**PROVIDED MATERIAL:**
»»

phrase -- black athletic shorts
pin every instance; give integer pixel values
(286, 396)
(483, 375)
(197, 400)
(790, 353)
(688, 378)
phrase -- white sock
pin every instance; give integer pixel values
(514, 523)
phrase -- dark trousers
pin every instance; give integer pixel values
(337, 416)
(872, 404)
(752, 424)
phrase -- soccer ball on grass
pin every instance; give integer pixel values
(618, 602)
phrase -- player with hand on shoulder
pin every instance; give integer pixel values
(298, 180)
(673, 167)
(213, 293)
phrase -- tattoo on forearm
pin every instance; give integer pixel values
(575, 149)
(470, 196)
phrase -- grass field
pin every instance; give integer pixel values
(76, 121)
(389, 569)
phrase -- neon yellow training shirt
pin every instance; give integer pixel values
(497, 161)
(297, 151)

««

**TASK INSTRUCTIONS:** When copying the data above, keep every line exactly as written.

**RESPONSE TO THE EXERCISE:**
phrase -- black athletic shorts
pin every instance; give integer pixel values
(286, 396)
(483, 375)
(197, 400)
(790, 353)
(688, 378)
phrase -- white sock
pin every instance; give integer pixel values
(514, 523)
phrase -- dark trousers
pin every instance; give integer pixel values
(337, 416)
(872, 404)
(752, 424)
phrase -- soccer ball on grass
pin every instance; give integer pixel values
(618, 602)
phrase -- player with hand on shoulder
pin every instance; give integer pixel values
(298, 180)
(673, 167)
(213, 293)
phrase -- tattoo on forearm
pin every instance; give integer pixel values
(575, 149)
(470, 196)
phrase -- grass field
pin every instance; give integer pixel values
(76, 121)
(389, 569)
phrase -- neon yellow training shirt
pin every instance; give integer pixel values
(497, 161)
(297, 151)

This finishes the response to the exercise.